**RECORDS PROVIDED:**
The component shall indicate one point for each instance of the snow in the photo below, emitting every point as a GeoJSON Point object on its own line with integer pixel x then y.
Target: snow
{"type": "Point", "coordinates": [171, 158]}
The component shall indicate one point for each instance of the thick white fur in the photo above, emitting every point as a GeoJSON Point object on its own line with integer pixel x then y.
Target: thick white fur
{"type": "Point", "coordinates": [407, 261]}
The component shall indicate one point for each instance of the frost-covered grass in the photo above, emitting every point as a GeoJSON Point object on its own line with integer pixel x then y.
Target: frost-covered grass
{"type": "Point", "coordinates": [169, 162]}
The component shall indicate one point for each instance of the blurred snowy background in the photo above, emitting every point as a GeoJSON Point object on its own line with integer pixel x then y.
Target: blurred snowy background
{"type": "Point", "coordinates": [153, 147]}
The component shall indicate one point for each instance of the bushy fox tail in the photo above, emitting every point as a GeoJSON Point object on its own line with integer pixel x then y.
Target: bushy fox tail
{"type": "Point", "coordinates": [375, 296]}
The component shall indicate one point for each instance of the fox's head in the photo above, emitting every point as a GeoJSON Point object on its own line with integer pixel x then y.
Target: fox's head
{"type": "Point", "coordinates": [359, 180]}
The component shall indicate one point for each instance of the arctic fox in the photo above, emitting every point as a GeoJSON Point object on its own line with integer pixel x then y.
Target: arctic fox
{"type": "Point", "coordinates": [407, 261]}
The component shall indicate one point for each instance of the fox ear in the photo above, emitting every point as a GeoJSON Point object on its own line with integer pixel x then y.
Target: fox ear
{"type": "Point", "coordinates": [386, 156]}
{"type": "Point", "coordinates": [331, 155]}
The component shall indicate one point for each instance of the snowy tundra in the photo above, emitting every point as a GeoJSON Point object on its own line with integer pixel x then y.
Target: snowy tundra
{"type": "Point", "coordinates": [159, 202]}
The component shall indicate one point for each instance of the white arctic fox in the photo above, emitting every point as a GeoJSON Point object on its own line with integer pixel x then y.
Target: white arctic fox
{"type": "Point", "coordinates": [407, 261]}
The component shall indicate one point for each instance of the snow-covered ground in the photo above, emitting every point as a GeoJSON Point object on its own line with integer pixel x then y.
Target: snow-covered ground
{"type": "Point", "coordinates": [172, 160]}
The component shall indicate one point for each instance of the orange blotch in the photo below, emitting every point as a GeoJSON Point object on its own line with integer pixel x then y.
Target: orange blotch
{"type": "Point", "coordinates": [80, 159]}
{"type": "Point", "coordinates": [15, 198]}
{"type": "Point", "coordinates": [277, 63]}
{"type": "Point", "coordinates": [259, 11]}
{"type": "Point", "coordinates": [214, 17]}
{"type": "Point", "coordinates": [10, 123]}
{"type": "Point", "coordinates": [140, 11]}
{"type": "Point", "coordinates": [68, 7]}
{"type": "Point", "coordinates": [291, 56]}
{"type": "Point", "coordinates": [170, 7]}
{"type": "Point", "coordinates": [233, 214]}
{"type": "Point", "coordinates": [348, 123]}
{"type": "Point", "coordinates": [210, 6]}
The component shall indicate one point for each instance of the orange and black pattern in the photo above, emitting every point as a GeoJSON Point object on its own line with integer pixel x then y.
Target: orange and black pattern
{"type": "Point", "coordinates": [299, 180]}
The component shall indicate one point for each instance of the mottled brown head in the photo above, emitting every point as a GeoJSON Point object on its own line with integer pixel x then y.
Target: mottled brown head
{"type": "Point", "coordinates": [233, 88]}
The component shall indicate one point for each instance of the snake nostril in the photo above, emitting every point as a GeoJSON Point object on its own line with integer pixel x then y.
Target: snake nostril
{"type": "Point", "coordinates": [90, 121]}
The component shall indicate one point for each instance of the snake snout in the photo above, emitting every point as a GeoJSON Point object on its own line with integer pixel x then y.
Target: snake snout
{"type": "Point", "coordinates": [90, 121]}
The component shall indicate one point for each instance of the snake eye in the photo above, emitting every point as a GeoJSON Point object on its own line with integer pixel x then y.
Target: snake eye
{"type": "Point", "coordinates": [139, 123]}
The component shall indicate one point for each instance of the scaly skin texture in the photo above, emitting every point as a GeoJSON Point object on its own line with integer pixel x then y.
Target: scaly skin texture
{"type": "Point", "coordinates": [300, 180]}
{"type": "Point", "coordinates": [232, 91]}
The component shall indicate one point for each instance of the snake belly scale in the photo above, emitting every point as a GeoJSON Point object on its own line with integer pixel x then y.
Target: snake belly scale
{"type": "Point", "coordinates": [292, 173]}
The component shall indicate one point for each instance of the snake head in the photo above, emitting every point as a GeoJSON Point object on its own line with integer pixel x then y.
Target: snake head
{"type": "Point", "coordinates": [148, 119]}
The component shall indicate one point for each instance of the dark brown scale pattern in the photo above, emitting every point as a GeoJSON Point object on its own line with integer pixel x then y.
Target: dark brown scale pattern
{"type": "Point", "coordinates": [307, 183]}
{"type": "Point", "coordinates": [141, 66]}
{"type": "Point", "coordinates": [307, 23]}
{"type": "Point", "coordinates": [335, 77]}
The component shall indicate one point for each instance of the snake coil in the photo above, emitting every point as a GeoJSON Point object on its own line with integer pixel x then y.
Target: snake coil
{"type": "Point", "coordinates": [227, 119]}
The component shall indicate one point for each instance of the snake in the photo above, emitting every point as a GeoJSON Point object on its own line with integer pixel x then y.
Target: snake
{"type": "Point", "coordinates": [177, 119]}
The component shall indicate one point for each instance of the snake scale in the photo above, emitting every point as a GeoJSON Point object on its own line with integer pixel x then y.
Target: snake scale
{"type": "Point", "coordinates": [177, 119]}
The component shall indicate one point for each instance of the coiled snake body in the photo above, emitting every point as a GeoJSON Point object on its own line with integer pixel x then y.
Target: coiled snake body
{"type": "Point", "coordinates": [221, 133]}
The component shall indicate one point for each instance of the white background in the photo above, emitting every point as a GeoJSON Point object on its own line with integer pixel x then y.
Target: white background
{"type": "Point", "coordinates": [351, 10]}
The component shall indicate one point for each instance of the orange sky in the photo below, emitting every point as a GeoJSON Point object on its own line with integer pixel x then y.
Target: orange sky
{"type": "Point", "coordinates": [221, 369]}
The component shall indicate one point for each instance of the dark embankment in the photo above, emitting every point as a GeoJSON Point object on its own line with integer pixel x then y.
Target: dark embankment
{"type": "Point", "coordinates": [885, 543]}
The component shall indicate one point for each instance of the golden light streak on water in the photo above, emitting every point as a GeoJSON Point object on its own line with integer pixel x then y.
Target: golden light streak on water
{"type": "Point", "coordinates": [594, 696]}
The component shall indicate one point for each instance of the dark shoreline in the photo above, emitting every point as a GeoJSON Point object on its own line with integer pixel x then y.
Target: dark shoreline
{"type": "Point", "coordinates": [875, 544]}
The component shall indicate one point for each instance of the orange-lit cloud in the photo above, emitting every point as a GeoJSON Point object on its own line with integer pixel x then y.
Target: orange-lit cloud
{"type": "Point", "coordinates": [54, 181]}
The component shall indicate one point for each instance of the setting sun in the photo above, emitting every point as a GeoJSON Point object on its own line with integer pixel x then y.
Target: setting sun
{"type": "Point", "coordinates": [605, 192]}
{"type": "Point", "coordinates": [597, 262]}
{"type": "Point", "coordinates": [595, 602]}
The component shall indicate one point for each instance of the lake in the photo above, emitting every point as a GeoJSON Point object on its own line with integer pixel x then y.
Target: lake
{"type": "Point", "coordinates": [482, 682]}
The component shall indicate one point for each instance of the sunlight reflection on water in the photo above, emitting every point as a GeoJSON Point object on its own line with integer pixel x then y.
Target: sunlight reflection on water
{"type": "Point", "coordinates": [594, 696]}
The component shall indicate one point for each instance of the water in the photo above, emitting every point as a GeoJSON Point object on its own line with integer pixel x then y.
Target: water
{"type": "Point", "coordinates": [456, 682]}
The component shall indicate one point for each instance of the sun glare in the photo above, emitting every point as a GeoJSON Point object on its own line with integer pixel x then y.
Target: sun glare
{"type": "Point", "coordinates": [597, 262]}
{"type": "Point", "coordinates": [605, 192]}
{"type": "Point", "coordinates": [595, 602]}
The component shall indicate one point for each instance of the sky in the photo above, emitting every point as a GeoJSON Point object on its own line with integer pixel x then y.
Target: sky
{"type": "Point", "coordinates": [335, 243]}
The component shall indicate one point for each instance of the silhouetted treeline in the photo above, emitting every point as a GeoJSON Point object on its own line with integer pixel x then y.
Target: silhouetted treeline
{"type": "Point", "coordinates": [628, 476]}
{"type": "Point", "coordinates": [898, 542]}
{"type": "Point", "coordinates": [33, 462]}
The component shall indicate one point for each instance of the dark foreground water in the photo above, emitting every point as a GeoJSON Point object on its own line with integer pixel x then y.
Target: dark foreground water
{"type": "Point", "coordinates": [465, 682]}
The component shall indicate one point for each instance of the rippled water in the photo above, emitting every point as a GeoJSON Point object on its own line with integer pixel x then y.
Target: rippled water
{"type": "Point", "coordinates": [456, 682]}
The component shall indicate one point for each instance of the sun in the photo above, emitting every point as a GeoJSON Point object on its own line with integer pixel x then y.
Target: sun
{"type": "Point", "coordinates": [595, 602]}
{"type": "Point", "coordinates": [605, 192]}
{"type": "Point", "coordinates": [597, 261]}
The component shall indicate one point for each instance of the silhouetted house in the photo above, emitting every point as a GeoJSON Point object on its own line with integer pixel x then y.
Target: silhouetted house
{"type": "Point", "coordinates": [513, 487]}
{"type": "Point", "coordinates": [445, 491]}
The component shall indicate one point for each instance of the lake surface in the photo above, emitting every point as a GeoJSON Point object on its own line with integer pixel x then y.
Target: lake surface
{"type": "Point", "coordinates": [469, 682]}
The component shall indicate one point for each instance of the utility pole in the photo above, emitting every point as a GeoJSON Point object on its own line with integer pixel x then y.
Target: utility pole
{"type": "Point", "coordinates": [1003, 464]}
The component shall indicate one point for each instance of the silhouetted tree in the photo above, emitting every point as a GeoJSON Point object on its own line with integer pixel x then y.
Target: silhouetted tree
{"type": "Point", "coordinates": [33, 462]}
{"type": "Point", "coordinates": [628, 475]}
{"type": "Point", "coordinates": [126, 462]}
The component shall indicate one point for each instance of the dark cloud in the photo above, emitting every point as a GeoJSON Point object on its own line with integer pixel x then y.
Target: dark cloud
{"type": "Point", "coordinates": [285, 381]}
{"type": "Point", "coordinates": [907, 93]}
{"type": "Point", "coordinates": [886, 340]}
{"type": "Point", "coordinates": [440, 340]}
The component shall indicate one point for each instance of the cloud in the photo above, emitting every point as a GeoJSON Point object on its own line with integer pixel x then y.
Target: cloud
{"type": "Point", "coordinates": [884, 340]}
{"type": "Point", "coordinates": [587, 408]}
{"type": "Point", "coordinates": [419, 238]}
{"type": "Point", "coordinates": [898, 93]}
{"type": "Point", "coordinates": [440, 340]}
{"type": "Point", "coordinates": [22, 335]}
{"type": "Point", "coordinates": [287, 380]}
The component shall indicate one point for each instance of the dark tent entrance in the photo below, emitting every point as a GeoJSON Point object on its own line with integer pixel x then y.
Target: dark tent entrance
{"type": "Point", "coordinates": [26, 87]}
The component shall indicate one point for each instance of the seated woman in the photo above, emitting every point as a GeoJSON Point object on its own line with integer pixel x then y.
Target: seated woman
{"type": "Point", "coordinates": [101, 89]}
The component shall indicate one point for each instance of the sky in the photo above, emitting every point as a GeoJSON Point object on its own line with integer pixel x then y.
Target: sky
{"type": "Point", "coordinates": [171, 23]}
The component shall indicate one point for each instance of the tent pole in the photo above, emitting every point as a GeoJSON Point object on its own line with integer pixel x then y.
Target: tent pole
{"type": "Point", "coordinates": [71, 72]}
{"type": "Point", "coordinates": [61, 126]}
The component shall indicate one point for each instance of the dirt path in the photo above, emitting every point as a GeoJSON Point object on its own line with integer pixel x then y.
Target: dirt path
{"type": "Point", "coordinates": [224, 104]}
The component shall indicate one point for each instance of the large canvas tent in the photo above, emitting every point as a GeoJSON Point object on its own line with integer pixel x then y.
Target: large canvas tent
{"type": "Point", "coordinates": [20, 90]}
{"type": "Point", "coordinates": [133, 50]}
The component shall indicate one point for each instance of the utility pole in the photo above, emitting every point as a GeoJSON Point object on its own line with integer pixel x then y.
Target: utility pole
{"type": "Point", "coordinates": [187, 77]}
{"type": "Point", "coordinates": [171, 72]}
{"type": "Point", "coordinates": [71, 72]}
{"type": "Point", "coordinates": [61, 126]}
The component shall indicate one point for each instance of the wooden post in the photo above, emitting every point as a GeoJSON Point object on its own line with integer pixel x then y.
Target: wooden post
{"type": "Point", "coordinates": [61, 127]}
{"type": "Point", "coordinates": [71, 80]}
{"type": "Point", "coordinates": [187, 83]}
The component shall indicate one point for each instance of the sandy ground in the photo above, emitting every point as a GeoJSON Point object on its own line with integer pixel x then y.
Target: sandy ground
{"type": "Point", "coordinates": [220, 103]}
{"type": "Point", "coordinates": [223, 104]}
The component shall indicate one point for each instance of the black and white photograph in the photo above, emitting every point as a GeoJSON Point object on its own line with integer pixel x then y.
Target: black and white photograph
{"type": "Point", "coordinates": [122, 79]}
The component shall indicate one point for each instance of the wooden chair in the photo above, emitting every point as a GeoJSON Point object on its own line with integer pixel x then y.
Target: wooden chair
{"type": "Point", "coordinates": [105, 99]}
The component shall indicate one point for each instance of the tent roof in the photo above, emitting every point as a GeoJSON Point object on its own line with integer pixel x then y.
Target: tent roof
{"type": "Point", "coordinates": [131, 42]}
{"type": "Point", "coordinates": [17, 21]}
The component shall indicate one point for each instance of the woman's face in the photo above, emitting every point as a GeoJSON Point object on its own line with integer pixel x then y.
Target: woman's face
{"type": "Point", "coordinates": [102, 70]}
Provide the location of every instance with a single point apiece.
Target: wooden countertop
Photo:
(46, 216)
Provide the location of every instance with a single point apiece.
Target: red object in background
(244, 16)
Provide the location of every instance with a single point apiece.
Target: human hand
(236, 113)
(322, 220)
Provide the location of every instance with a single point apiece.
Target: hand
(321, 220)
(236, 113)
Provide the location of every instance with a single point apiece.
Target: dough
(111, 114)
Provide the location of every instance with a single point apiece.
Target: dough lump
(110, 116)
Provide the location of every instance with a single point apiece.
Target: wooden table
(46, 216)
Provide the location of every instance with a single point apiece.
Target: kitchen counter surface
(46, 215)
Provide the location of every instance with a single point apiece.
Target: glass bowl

**EXERCISE BRIEF:**
The line containing "the wooden chair" marks the start; retype it and each line after it through the end of the records above, exactly.

**COMPLETE RESPONSE:**
The component shall indicate one point for each instance of the wooden chair in the photo above, emitting every point as a GeoJSON Point object on its own line with integer pixel x then y.
Target: wooden chair
{"type": "Point", "coordinates": [105, 99]}
The component shall indicate one point for each instance of the tent roof in the photo above, emitting every point as a GeoJSON Point object on its own line with integer pixel x then y.
Target: tent roof
{"type": "Point", "coordinates": [131, 42]}
{"type": "Point", "coordinates": [17, 21]}
The component shall indicate one point for each instance of the woman's face in the photo above, emitting every point as a GeoJSON Point object on its own line with integer pixel x then y.
Target: woman's face
{"type": "Point", "coordinates": [102, 70]}
Provide the location of every instance with a single point apiece.
Target: wooden countertop
Photo:
(46, 216)
Provide the location of every instance with a single point apiece.
Target: red object in background
(244, 16)
Provide the location of every instance with a single point apiece.
Target: human hand
(236, 113)
(322, 220)
Provide the location of every instance with a single point apiece.
Target: hand
(321, 220)
(236, 113)
Provide the location of every instance with a single point apiece.
Target: dough
(111, 114)
Provide the location of every instance with a single point apiece.
Target: dough lump
(110, 116)
Provide the location of every instance with a single point apiece.
Target: wooden table
(46, 216)
Provide the location of every instance with a single point apiece.
Target: kitchen counter surface
(46, 215)
Provide the location of every instance with a single point apiece.
Target: glass bowl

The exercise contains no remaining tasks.